*TO DO*: What do the lines say from the start of the entries through the one containing "rough mask: <svg"? Repeat them exactly.

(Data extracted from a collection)
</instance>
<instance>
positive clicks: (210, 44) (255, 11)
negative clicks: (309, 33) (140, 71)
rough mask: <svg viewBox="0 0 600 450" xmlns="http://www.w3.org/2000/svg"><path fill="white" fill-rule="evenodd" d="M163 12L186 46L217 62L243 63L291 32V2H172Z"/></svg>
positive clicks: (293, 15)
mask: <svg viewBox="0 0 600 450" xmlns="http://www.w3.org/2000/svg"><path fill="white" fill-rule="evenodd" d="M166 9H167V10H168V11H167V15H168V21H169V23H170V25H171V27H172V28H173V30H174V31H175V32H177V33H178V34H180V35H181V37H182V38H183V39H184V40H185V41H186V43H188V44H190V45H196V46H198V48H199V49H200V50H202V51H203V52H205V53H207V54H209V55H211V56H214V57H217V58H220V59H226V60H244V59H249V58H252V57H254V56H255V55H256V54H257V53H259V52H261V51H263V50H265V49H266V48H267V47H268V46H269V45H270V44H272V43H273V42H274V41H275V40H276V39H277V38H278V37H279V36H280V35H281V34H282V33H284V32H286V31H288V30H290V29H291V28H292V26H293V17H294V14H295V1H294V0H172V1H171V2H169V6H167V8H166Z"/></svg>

*SOLUTION FOR THIS PROBLEM*:
</instance>
<instance>
positive clicks: (210, 44) (255, 11)
negative clicks: (309, 33) (140, 71)
rough mask: <svg viewBox="0 0 600 450" xmlns="http://www.w3.org/2000/svg"><path fill="white" fill-rule="evenodd" d="M163 12L186 46L217 62L243 63L291 32V2H172Z"/></svg>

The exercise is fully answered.